About this task
Reproduce the entries below in full and without error.

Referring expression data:
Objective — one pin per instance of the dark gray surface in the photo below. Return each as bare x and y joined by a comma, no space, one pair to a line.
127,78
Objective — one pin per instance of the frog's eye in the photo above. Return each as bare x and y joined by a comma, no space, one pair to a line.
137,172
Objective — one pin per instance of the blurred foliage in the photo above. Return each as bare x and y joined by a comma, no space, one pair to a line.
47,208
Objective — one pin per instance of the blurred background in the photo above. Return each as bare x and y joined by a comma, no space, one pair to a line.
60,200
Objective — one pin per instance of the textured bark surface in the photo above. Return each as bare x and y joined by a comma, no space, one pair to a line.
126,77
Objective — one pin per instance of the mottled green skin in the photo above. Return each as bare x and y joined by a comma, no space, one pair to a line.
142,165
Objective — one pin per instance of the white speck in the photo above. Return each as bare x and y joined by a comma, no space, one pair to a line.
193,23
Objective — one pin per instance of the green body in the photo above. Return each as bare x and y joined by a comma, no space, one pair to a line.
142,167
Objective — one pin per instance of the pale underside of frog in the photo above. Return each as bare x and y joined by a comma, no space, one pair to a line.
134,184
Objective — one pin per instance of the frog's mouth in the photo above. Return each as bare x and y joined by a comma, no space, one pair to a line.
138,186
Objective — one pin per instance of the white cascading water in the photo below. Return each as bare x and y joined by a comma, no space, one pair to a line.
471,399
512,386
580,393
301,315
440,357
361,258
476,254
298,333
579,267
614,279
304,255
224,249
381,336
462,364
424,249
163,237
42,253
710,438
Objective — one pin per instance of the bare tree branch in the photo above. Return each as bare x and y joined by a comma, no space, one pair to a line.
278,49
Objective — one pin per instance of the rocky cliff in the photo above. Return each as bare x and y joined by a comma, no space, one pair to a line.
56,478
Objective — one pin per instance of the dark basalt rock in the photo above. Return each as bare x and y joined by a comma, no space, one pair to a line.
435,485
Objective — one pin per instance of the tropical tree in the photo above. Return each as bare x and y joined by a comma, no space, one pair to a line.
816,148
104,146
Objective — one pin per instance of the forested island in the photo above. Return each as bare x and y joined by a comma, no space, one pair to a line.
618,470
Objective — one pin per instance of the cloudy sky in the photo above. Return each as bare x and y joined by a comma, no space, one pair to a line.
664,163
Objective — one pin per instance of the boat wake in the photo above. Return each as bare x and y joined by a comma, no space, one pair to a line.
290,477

Answer for the task
Objective — one pin per instance of the dark gray surface in the photo below. Return each as bare x and y joined by a comma, no space, one pair to a line.
127,78
Objective — one pin per instance of the frog's eye in the photo above. Return each as bare x and y joined by a comma, no space, one pair to a line.
137,172
Objective — one pin per instance of the blurred foliage in the photo above. Return each as bare x and y joined by a comma, no space, one pair to a line.
47,208
Objective — one pin per instance of the blurred background in the photo above. Return each as bare x and y joined by a comma, no space, one pair to a line.
60,200
Objective — one pin per instance of the textured bark surface in the photo above. Return each as bare x and y joined by a comma, no space, one pair to a line.
126,77
Objective — one pin per instance of the mottled green skin in the photo above. Return each as bare x and y joined by a comma, no space, one pair to a line.
142,165
Objective — one pin per instance of the white speck in the photo above. Return each as bare x and y joined by a comma, no space, one pair to a line.
193,23
Objective — one pin per instance of the green body in the photo above. Return each as bare x and y joined by a comma, no space, one pair to a line.
142,167
Objective — one pin per instance of the pale underside of frog in the photo above. Return each as bare x and y joined by a comma, no space, one pair to a line.
134,184
Objective — one pin per instance of the frog's mouth in the photo above. Return each as bare x and y joined by a comma, no space, one pair to a line.
138,186
Objective — one pin per instance of the white cascading water in the photo below. Return each as bare x and y joined by a comma, no space, one pair to a line.
471,399
512,386
580,393
301,315
440,357
361,258
476,254
298,333
579,267
614,279
304,255
224,249
381,336
462,364
424,249
163,237
42,253
710,438
Objective — one pin per instance of the bare tree branch in the photo above. Return each as bare x and y joined by a comma, no space, one pair to a line.
278,49
Objective — one pin per instance of the rocky cliff in the photo above. Return each as bare x and y joined by a comma, no space, one pair to a line.
56,478
Objective — one pin per instance of the dark basalt rock in the photo above. Return each as bare x and y joined by a comma, no space, one pair to a line.
435,485
Objective — one pin per instance of the tropical tree in the photo above. Return each as bare x and y joined by a comma, no space, one pair to a line.
816,148
104,146
Objective — one pin per instance of the forested island in the photo above. Return each as bare x and y joined by a comma, no space, one pair to a line.
618,470
Objective — one pin per instance of the cloudy sky in the photo above. Return each as bare x and y joined by a comma, no space, one pair to a line.
664,163
Objective — one pin per instance of the boat wake in the photo above. Return each as bare x and y joined by a comma, no space, one pair to a line.
290,477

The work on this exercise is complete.